### PROBLEMS TO WORK ON
[1] Answer these questions about the blog post on Romney's religion, marking each answer with the same letter:
(a) Which state is Mitt Romney governor of?
(b) According to the quoted paragraph, what kind of religious beliefs may Bush's be?
(c) Who would never vote for an atheist for president, according to the final quoted passage?
[2] Print everything in the blog post on Romney's religion from "Today over at, Jacob" down to "2008 Republican nomination.".
[3] Carry on the blog post on Romney's religion from its last sentence.

--- TEXT PROVIDED ---

Wednesday, December 20, 2006

Media Asks The Wrong Question... Again

Today over at, Jacob Weisberg has an interesting, yet fatally flawed piece up today that gets everything wrong and reveals the underlying bigotry underlying most Mainstream Media discussions of religion (hint: it'ts not what you think):

Romney's Religion
A Mormon president? No way.
By Jacob Weisberg

Someone who refuses to consider voting for a woman as president is rightly deemed a sexist. Someone who'd never vote for a black person is a racist. But are you a religious bigot if you wouldn't cast a ballot for a believing Mormon? The issue arises with Massachusetts Gov. Mitt Romney's as-yet-undeclared bid for the 2008 Republican nomination.
The piece goes on to tell us the history of famous Mormons in federally elected positions, and to discuss the likelihood of a Mormon ever being elected president, and that's all well, and good, but it's the underlying unasked question I take issue with. See if you can spot what's wrong with THIS paragraph:
But if he gets anywhere in the primaries, Romney's religion will become an issue with moderate and secular voters—and rightly so. Objecting to someone because of his religious beliefs is not the same thing as prejudice based on religious heritage, race, or gender. Not applying a religious test for public office, means that people of all faiths are allowed to run—not that views about God, creation, and the moral order are inadmissible for political debate. In George W. Bush's case, the public paid far too little attention to the role of religion in his thinking. Many voters failed to appreciate that while Bush's religious beliefs may be moderate Methodist ones, he was someone who relied on his faith immoderately, as an alternative to rational understanding of complex issues.
While that's a great dig about Bush's immoderate reliance upon the voices in his head as a replacement for actual advisers, Weisberg not only dances around the real point raised by his article, but by positing the question as he does, he reinforces its implicit prejudice. Here's the REAL question we should be asking ourselves as a nation:

Why can ONLY politicians who profess belief in ancient magikal tales of Gods & Devils be elected president?

Weisberg says that objecting to someone based on his religious beliefs isn't the same thing as a prejudice based on religious heritage, race or gender, then continues:
Nor is it chauvinistic to say that certain religious views should be deal breakers in and of themselves. There are millions of religious Americans who would never vote for an atheist for president, because they believe that faith is necessary to lead the country.

--- COLLECTED DATA ---

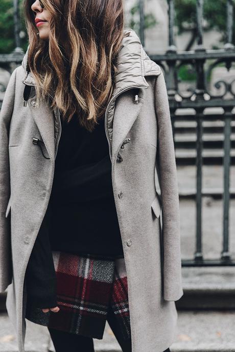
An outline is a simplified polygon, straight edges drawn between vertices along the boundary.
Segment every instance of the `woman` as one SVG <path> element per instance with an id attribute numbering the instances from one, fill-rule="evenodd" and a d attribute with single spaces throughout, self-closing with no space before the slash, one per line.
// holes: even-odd
<path id="1" fill-rule="evenodd" d="M 123 350 L 169 351 L 183 291 L 163 73 L 124 30 L 121 0 L 25 9 L 0 118 L 0 292 L 19 350 L 26 318 L 56 351 L 93 351 L 106 319 Z"/>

---

### ANSWERS BY TASK
[1]
(a) Massachusetts.
(b) Moderate Methodist ones.
(c) Millions of religious Americans.

[2]
Today over at, Jacob Weisberg has an interesting, yet fatally flawed piece up today that gets everything wrong and reveals the underlying bigotry underlying most Mainstream Media discussions of religion (hint: it'ts not what you think):

Romney's Religion
A Mormon president? No way.
By Jacob Weisberg

Someone who refuses to consider voting for a woman as president is rightly deemed a sexist. Someone who'd never vote for a black person is a racist. But are you a religious bigot if you wouldn't cast a ballot for a believing Mormon? The issue arises with Massachusetts Gov. Mitt Romney's as-yet-undeclared bid for the 2008 Republican nomination.

[3]
And Zing, Weissberg is done, flowing into whether or not he would vote for a Hassidic Jew:
Others, myself included, would not, under most imaginable circumstances, vote for a fanatic or fundamentalist—a Hassidic Jew who regards Rabbi Menachem Schneerson as the Messiah, a Christian literalist who thinks that the Earth is less than 7,000 years old, or a Scientologist who thinks Earth is haunted by the souls of space aliens sent by the evil lord Xenu. Such views are disqualifying because they're dogmatic, irrational, and absurd. By holding them, someone indicates a basic failure to think for himself or see the world as it is.
So... Atheism which rejects ALL dogmatic, irrational and absurd unprovable religious beliefs in invisible superpowered Gods is equal to Scientology and people who think Satan put dinosaur bones into the Earth to trick us?

Right. WE'RE the ones who are unreasonable. I mean, God forbid anyone elect an atheist!

Weisberg continues:
By the same token, I wouldn't vote for someone who truly believed in the founding whoppers of Mormonism. The LDS church holds that Joseph Smith, directed by the angel Moroni, unearthed a book of golden plates buried in a hillside in Western New York in 1827. The plates were inscribed in "reformed" Egyptian hieroglyphics—a nonexistent version of the ancient language that had yet to be decoded. Smith was able to dictate his "translation" of the Book of Mormon first by looking through diamond-encrusted decoder glasses and then by burying his face in a hat with a brown rock at the bottom of it. He was an obvious con man. Romney has every right to believe in con men, but I want to know if he does, and if so, I don't want him running the country.
Nicely done. You've managed to tie Romney's belief in his hokey fairytales to his ability to govern rationally... except I don't find the idea of magic diamond-encrusted decoder glasses to be any more or less ridiculous than I do the idea that God formed the world in seven days a mere 5000 years ago and populated it with the offspring of Adam and Eve. In other words, the stupid shit that Mitt Romney believes is no more ridiculous than the stupid shit that George W. Bush believes or John Kerry and Hillary Clinton and Barack Obama all profess to believe. Oh, but Weisberg is ready for MY sort:
One may object that all religious beliefs are irrational—what's the difference between Smith's "seer stone" and the virgin birth or the parting of the Red Sea? But Mormonism is different because it is based on such a transparent and recent fraud. It's Scientology plus 125 years. Perhaps Christianity and Judaism are merely more venerable and poetic versions of the same. But a few eons makes a big difference. The world's greater religions have had time to splinter, moderate, and turn their myths into metaphor. The Church of Latter-day Saints is expanding rapidly and liberalizing in various ways, but it remains fundamentally an orthodox creed with no visible reform wing.

One may object that all religious beliefs are irrational. Chrisianity and Judaism are better than Scientology or Mormonism because they're more ancient and their baloney has been translated over the years into beautiful religious metaphor Nice wiggle language, but guess what? Those religions, beautifully splintered, moderated and metaphorical though they may be, are just as fucking ridiculous as the Mormon faith. The con men who concocted Judaism and Christianity and Islam were no different than Joseph Smith and L. Ron Hubbard. We just have better record-keeping for the last two centuries than we do for 2000 years ago, that's all.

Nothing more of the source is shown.